Work instruction A:
List the difficult topics that, according to the passage about Anthony's exhibition, the show sought to act as a salve for.
Work instruction B:
In the passage about Anthony's art, what does she sometimes add to her works, and what idea does it illustrate?

[Opening Passage for review section]

Anthony grew up in Baltimore, where she found herself exploring, as an artist and concerned citizen, the displacement of low-income families and families of color from the city’s thousands of row homes. “These houses are being torn down and turned into open spaces to be rebuilt or, most likely, renovated into spaces that the people who’ve lived there for decades can no longer afford,” she says.
“So many of these homes are condemned and falling apart to the point that trees are growing out of some of them,” adds Anthony, who sometimes incorporates moss into her works to illustrate the idea of nature taking over urban landscapes. She hopes to take a similar social and artistic approach when examining recent changes in her current hometown. “The landscape has abruptly changed here in Denver and not all landscapes look the same in everyone’s experience.”
Recently, Anthony explored the landscapes of local communities by melding interactive performance, photographic survey, and sculptural exploration in her solo exhibition Muscle Memory at Leon Gallery, a non-profit creative space dedicated to mentoring emerging artists across multiple disciplines. The show opened the door for the artist to further one-on-one discussions with the Denver community about several difficult topics, and sought to act as a salve for those grappling with pandemic upheaval, decaying underserved communities, civil unrest, police brutality against people of color, and the country’s broken carceral system.

[Closing Passage for review section]
[Opening Source material section]

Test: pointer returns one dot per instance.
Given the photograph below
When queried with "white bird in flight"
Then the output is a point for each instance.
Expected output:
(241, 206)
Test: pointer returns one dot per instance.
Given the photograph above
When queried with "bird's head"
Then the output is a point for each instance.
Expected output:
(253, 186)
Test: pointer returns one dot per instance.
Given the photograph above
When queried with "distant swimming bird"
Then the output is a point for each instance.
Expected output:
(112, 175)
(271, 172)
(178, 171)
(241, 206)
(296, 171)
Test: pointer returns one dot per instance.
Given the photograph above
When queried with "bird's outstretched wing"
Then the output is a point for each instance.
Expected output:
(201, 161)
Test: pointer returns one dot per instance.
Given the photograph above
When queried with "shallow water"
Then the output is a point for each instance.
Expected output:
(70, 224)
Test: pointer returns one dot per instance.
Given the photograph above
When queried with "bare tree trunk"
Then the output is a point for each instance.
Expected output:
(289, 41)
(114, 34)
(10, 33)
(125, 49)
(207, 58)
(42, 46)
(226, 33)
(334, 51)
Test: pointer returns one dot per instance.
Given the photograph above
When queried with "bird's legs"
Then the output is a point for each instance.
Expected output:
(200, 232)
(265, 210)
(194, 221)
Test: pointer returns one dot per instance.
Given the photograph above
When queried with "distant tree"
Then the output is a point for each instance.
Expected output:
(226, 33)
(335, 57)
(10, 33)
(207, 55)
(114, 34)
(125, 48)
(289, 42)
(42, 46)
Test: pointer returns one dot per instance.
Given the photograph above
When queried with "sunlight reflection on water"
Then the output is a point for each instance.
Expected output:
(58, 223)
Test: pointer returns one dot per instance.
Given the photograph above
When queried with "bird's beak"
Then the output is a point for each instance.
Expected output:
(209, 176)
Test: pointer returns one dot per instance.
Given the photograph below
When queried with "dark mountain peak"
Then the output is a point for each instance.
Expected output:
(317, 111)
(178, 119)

[Closing Source material section]

Written answer A:
- Pandemic upheaval
- Decaying underserved communities
- Civil unrest
- Police brutality against people of color
- The country's broken carceral system

Written answer B:
She sometimes adds moss to illustrate the idea of nature taking over urban landscapes.